_GIVEN PROBLEM_: Reproduce verbatim the lines from the one containing "Thank you for this photo. Would you kindly tag the mossy" through the end of the records, both included.

_Records_:
_ _ _ _
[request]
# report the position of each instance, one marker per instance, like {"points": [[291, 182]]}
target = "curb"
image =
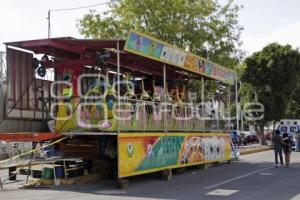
{"points": [[261, 149]]}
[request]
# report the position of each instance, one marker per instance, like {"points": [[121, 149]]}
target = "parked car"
{"points": [[252, 138]]}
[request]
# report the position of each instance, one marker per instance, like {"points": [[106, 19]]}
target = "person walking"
{"points": [[277, 145], [287, 148]]}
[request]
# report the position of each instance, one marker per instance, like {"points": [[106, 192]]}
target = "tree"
{"points": [[272, 75], [204, 27]]}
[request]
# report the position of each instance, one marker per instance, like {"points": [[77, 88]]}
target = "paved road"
{"points": [[253, 177]]}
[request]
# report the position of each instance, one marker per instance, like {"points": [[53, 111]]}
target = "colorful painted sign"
{"points": [[152, 48], [143, 153]]}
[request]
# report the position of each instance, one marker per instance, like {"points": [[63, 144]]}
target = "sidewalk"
{"points": [[253, 148]]}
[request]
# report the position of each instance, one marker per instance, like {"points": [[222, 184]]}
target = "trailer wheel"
{"points": [[179, 170], [122, 183], [167, 175]]}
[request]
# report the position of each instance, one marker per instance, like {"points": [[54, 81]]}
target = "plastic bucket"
{"points": [[47, 173], [59, 171]]}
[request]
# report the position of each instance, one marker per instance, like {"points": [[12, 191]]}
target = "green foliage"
{"points": [[272, 75], [204, 27]]}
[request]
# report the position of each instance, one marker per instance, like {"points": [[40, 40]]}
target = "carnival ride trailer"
{"points": [[133, 92]]}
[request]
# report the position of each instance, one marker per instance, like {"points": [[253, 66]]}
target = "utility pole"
{"points": [[49, 24]]}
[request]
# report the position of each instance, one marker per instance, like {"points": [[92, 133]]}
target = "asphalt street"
{"points": [[253, 177]]}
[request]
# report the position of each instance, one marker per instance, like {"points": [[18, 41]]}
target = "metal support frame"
{"points": [[165, 96], [202, 102], [118, 72], [237, 106]]}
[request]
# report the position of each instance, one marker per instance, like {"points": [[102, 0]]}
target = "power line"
{"points": [[68, 9], [81, 7]]}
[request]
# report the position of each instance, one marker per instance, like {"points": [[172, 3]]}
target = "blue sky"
{"points": [[264, 21]]}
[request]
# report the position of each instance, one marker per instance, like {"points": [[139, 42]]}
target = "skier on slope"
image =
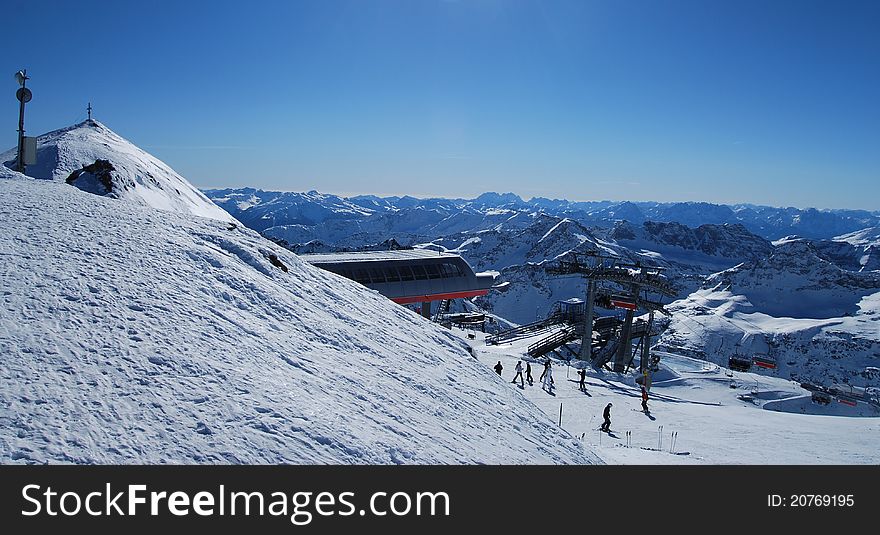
{"points": [[606, 425], [546, 367], [518, 373], [548, 379]]}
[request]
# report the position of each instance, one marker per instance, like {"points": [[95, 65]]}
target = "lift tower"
{"points": [[634, 282]]}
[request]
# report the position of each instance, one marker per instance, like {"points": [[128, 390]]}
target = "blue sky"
{"points": [[769, 102]]}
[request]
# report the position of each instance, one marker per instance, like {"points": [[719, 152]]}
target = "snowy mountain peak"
{"points": [[94, 158]]}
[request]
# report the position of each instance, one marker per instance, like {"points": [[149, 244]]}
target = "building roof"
{"points": [[374, 256]]}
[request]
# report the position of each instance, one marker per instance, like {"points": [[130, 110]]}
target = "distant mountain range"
{"points": [[263, 210], [800, 285]]}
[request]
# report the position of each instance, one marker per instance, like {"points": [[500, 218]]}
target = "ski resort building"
{"points": [[409, 276]]}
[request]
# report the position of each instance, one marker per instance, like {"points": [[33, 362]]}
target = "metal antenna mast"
{"points": [[23, 95]]}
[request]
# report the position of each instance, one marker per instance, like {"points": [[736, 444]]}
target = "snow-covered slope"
{"points": [[134, 335], [93, 158], [856, 251], [820, 322], [700, 413]]}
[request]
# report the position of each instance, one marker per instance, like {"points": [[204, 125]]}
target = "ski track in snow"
{"points": [[133, 335]]}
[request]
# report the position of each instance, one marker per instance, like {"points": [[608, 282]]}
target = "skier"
{"points": [[606, 425], [548, 380], [546, 367], [519, 374]]}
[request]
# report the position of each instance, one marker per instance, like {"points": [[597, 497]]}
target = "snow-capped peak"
{"points": [[92, 157]]}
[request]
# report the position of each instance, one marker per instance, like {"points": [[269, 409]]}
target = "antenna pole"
{"points": [[20, 166]]}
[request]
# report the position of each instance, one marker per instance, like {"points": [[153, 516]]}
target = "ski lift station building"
{"points": [[409, 275]]}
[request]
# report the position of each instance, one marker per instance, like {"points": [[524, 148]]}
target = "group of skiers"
{"points": [[548, 384], [546, 377]]}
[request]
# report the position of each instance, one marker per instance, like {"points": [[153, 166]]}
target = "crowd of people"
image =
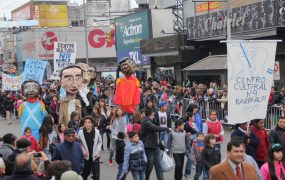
{"points": [[72, 149]]}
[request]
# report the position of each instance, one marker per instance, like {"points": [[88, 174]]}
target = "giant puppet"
{"points": [[88, 82], [32, 111], [88, 74], [127, 94], [70, 81]]}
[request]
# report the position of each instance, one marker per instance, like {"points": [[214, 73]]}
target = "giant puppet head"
{"points": [[71, 79], [89, 73], [127, 66], [31, 89]]}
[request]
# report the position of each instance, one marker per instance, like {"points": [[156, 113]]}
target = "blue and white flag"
{"points": [[34, 70], [250, 78]]}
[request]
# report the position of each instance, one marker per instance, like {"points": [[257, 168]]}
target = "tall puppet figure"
{"points": [[70, 81], [32, 111], [127, 94]]}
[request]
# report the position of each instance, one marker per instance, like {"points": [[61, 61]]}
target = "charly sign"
{"points": [[247, 18], [130, 30]]}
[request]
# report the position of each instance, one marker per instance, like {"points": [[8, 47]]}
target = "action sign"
{"points": [[11, 83], [35, 70], [64, 54], [250, 78]]}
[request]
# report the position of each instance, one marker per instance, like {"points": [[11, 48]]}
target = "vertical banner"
{"points": [[11, 83], [250, 78], [64, 54], [35, 70]]}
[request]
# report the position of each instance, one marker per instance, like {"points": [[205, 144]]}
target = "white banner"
{"points": [[10, 83], [250, 78], [276, 71], [64, 54]]}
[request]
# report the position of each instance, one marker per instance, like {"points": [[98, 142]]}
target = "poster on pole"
{"points": [[35, 70], [64, 54], [250, 78], [10, 83], [276, 71]]}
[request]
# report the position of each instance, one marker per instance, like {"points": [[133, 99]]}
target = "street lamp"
{"points": [[85, 32]]}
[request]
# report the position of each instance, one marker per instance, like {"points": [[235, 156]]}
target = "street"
{"points": [[107, 172]]}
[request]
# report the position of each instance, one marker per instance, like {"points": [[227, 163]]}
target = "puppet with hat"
{"points": [[127, 94], [32, 111]]}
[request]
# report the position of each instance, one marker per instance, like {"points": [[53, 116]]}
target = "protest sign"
{"points": [[250, 78], [64, 54], [34, 70], [10, 83]]}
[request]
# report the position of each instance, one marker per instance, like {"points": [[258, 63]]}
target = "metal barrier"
{"points": [[273, 112]]}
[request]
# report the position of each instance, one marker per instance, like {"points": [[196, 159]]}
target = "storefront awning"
{"points": [[216, 62], [171, 53], [163, 46]]}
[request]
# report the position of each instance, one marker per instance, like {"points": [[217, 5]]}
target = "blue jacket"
{"points": [[250, 148], [71, 152], [168, 119], [134, 157], [198, 121]]}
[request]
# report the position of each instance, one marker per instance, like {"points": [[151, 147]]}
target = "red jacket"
{"points": [[35, 146], [261, 149]]}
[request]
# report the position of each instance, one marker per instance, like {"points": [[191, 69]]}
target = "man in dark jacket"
{"points": [[120, 146], [248, 138], [92, 100], [277, 135], [149, 137], [23, 168], [70, 151]]}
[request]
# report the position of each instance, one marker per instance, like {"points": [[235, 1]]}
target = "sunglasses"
{"points": [[276, 146], [70, 135]]}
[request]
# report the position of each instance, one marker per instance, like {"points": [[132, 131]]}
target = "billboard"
{"points": [[23, 12], [39, 43], [247, 18], [130, 30], [51, 15]]}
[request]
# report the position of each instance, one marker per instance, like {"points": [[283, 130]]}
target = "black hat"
{"points": [[69, 131], [9, 138], [121, 135], [23, 143]]}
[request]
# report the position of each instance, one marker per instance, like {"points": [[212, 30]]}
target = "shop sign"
{"points": [[130, 30], [246, 18], [281, 13], [208, 6], [159, 45]]}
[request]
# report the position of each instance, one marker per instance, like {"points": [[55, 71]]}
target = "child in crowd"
{"points": [[210, 156], [162, 118], [191, 130], [28, 135], [198, 146], [261, 134], [134, 158], [274, 168], [117, 126], [179, 146], [91, 142], [120, 146], [60, 132], [74, 121]]}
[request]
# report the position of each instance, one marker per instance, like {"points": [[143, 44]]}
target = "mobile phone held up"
{"points": [[37, 154]]}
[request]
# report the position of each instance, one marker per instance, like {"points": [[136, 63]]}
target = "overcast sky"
{"points": [[6, 6]]}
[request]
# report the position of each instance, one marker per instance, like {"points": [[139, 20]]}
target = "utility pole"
{"points": [[229, 36], [85, 32]]}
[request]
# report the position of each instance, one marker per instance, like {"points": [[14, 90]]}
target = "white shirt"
{"points": [[71, 108], [162, 117]]}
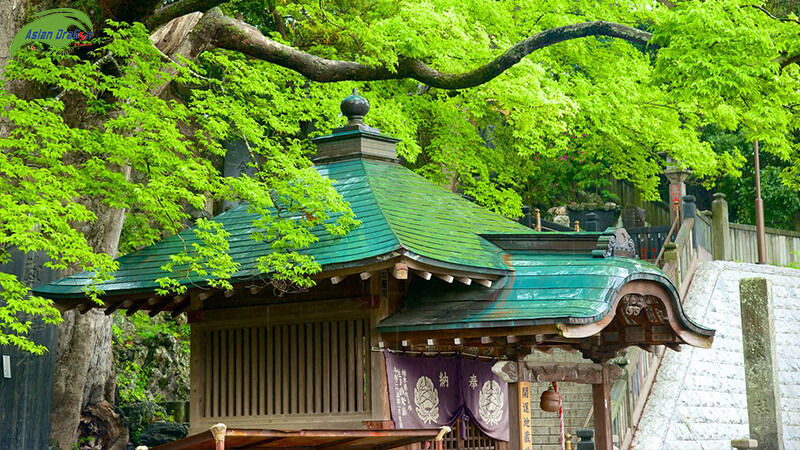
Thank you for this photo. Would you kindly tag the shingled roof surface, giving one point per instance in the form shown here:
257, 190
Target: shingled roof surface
400, 211
543, 289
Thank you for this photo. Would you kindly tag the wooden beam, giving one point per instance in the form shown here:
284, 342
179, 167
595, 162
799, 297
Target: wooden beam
167, 303
160, 307
136, 306
120, 304
180, 307
445, 278
400, 271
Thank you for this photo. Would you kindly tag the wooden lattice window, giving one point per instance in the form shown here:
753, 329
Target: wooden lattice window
285, 370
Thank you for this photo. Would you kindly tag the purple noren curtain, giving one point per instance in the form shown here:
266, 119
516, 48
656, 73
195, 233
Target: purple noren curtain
432, 392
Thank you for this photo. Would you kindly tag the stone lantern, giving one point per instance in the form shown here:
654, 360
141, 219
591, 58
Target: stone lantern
677, 176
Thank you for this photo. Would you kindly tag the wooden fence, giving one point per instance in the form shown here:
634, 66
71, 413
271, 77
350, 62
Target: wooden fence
655, 213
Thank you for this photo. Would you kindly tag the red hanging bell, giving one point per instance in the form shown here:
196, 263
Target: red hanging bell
549, 400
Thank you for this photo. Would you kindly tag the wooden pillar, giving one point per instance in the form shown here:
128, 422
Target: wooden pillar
601, 400
196, 366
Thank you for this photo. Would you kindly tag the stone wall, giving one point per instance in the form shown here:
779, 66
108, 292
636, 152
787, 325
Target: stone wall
577, 400
699, 399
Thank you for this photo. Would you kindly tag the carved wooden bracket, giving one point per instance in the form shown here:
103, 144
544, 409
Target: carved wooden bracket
586, 373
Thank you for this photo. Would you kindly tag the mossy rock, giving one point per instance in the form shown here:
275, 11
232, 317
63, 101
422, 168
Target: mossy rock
159, 433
_ _ _ _
_EXERCISE RESPONSE_:
Thank you for this photo. Would you kindly tag the mossy rock, giving one point per instance in the form shown here:
275, 11
232, 317
63, 101
422, 168
Target: mossy rock
159, 433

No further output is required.